[Opening Study text section]

What Is Fidelity Insurance and Why Do You Need It?
Fidelity coverage, sometimes known as a fidelity bond, is a type of insurance that will protect a business owner against the theft of money, property, forgery or fraud by an employee. It will guarantee that if a business owner or employer suffers any loss due to employee dishonesty, the chosen insurer will share this loss as long as they are within the limitations prescribed by the contract.
The difference between liability coverage and fidelity coverage
Standard liability coverage will cover a business for a number of things such as if a customer or client is injured on business premises. In this case, a business will be covered for the cost of any medical bills, loss of income or hospital fees that may be incurred because of this. This type of insurance will also cover a business if it is required to pay to defend a lawsuit that is taken out against them.
These things are not covered by fidelity insurance, which is why it might be just as important for your company to take such an additional cover out. However, it’s important to understand the exceptions and limitations before you commit to a policy.
What you should consider before taking out fidelity insurance
Of course, fidelity insurance will not guarantee the honesty of an employee, but it will offer you protection in the worst case scenario. Policies will vary, but there are a few things that need to be carefully considered before you sign on the dotted line.
- Any theft must be committed by an employee
Most insurers that offer fidelity coverage will only offer policies that cover theft committed by employees. To be an employee, an individual must be compensated directly by salary or commission and be directed by the performance of their services. Therefore, if you employ volunteers, non-salaried members and association managers you will need to expand the policy’s definition of an employee to include such individuals. The coverage you have in place might also be made invalid if the individual caused fidelity insurance to be cancelled at a prior job. This person is considered a high-risk employee.
- The loss must be a result of the theft
To be covered for theft, the individual that is covered must have committed the act with the intent to cause loss to the company. Funds that are simply “lost” without intent are therefore not covered. This is usually referred to as “negligence”. Some policies will require you to take certain steps to prove that the loss was as a result of intentional theft and, in some cases; policies will not pay out unless a conviction is obtained by the individual.
- A covered asset must be stolen
Some policies will only cover you against the loss of certain assets such as money. In a lot of cases, this makes the policy useless as your business will need coverage against the theft of assets such as property and stock.
An insurance audit will thoroughly review the policies and endorsements of your company or association and can even save you a huge amount of money in the long run.
Types of fidelity guarantees
- Individual Policy – This will simply cover one person for a stated amount.
- Collective Policy – This covers a group of employees with the amount of guarantee for each being decided on by the business, taking into consideration their position within the company.
- Floater Policy – In this policy, a single amount is shown which represents the insurer’s liability in respect to one individual and its total liabilities in respect of all that are individually named within the guarantee. This type of policy requires you to insure more than five employees.
- Blanket Policy – In a blanket policy, the names of guaranteed individuals do not need to be shown and instead employees are grouped into categories such as those handling cash and other clerical staff. Mostly, this type of policy is only issued to large, well-established businesses.
What is the procedure to claim business fidelity insurance?
If you believe that an employee has stolen from your business, you should take immediate steps so that you can recover the cash/stock and move forward with disciplinary action. The “act of infidelity” must be established by the employer as well as recording information such as the time that the cash/stock was noticed missing. The policyholder must then submit a “proof of loss” to the insurance company which details the amount they wish to claim.

[Closing Study text section]
[Opening Data block section]

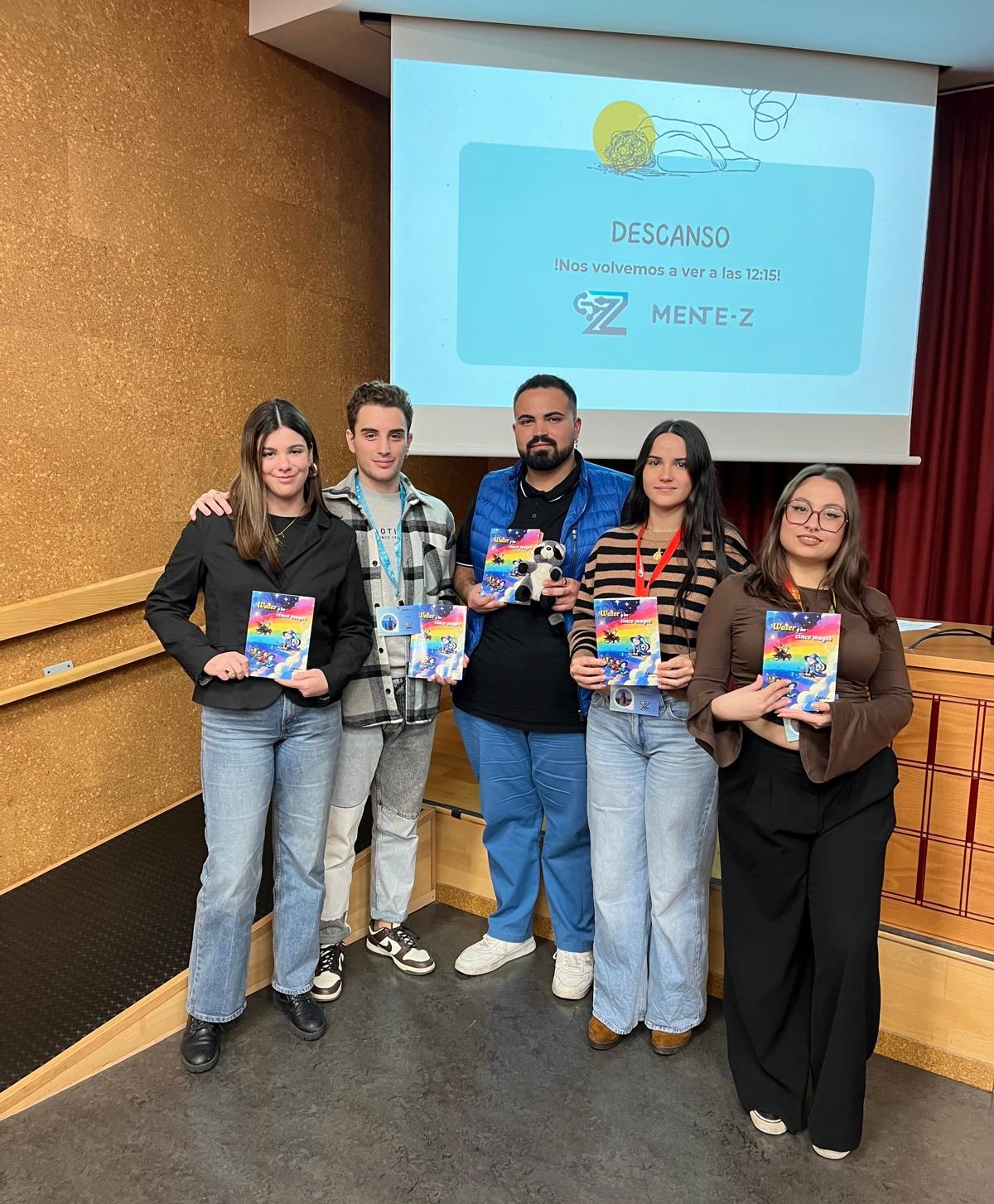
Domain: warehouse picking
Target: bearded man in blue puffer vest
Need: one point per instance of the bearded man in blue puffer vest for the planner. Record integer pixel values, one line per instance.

[Closing Data block section]

### [Problems to work on]
(a) In the fidelity insurance text, how many employees must you insure to take out a floater policy?
(b) Retype the stretch of the fidelity insurance text that opens with "- A covered" and closes with "within the company.".

### [Solved tasks]
(a) More than five employees.

(b)
- A covered asset must be stolen
Some policies will only cover you against the loss of certain assets such as money. In a lot of cases, this makes the policy useless as your business will need coverage against the theft of assets such as property and stock.
An insurance audit will thoroughly review the policies and endorsements of your company or association and can even save you a huge amount of money in the long run.
Types of fidelity guarantees
- Individual Policy – This will simply cover one person for a stated amount.
- Collective Policy – This covers a group of employees with the amount of guarantee for each being decided on by the business, taking into consideration their position within the company.